What this task involves:
Carry on the piece about Lord Ynyr and Kenrick below from the point where it stops.

Lucinda Elliot

Lord Ynyr is in most ways Kenrick’s opposite; good looking, charming, good natured, kind to his tenants…

Lord Ynyr is in many ways Kenrick’s opposite. He is handsome, his good looks  striking. They so impress Sophie that she is puzzled as to why she isn’t more thrilled by him.

He’s humane, particularly by the standards of the time, when many landowners refused to see the suffering of their poorer tenants and the peasants generally on the grounds that it was the established order of things, laid down by divine power, and not to be challenged.

He is very fond of all his relatives – especially of his cousin on his father’s side, the glamorous Morwenna, whom he has admired since childhood.

He is nearly as fond of the rascally Émile, and is so outraged at Lord Dale’s allegation that ‘He and that man of his are highwaymen, sure as fire’ that the generally pacific Count is prepared to call him out.

He deals  with his mother’s constant complaints – about the general difficulties of life and the number of babies born in the village, with endless patience.

Perhaps he doesn’t listen. Perhaps, though, that is why when John de Courcy writes to him asking him if he can offer a place to Sophie in his household, that is one of the reasons why he is eager to accept.

Whatever the reason, the new Count and the Dowager Countess (she isn’t strictly a dowager, as her son hasn’t yet remarried; but she feels her mourning for ‘The Dear Late Count’ is such that she would lke to be addressed as such) are very kind to Sophie, giving her a luxurious set of rooms and a lady’s maid of her own, the irrepressible Agnes.

Dataset excerpts:
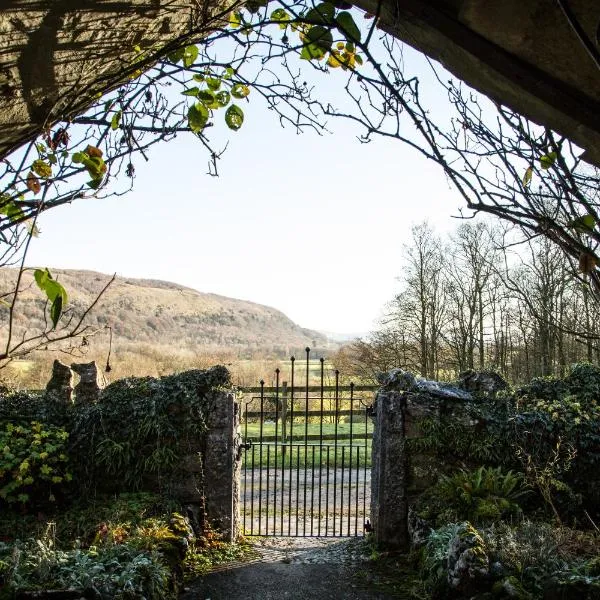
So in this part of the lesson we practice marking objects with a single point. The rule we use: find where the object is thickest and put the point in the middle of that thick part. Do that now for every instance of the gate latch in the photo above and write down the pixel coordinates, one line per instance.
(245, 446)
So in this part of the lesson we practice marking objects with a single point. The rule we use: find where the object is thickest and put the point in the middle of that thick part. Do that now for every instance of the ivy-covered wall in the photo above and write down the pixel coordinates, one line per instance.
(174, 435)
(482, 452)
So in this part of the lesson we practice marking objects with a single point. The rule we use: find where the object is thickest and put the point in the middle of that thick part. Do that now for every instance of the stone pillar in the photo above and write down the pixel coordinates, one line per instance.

* * *

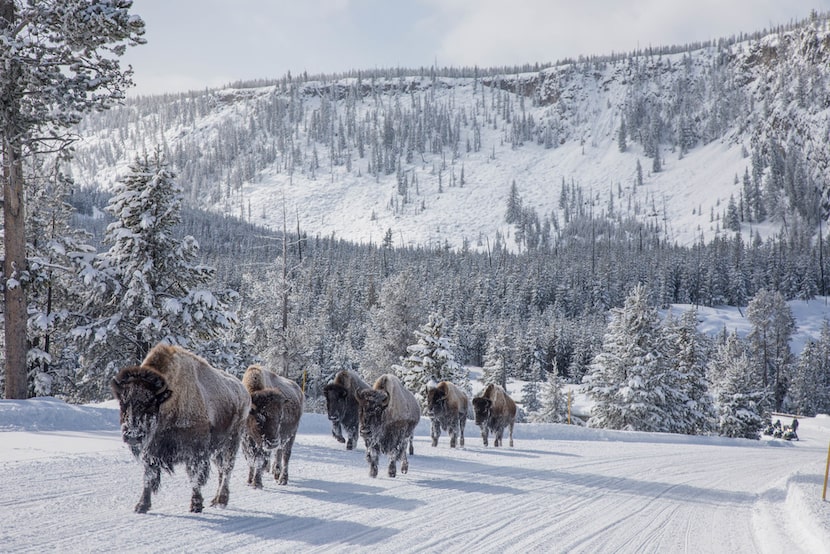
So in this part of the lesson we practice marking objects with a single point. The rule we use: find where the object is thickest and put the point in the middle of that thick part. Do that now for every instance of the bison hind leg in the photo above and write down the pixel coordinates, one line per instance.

Reply to the exercise:
Lord Ynyr’s torn. He’s so good natured that inevitably he must obligingly fall a little in love with the two girls who have most opportunity to work on his susceptabilities – Morwenna and Sophie, but not naturally decisive, and unwilling to hurt either as he is, he is completely unable to choose between them. Morwenna is Junoesque, witty, his social equal and his childhood sweetheart. Miss Sophie is sweet natured as she cheerfully remedies the Sad Tangles in the Dowager Countess’ embroidary/sewing/crotchet or tapestry work, but she is is his Poor Relative. To marry such a person would be to let down the family name.

Image

Though this Renior painting is of a much later

date than the time of my book, this is something

like Sophie…

The Count dithers between his feelings for both girls, until his rougish cousin comes to stay at Plas Uchaf, and takes the matter out of his hands.

Lord Ynyr is disgusted by Kenrick, though obliged to remain civil to a neighbour. He considers that he – with his wild talk of the legends of Eastern Europe and his boasting of having, though an application of the principles of mathematics to the practices of the occult found a mode of travel through time – must be a little mad.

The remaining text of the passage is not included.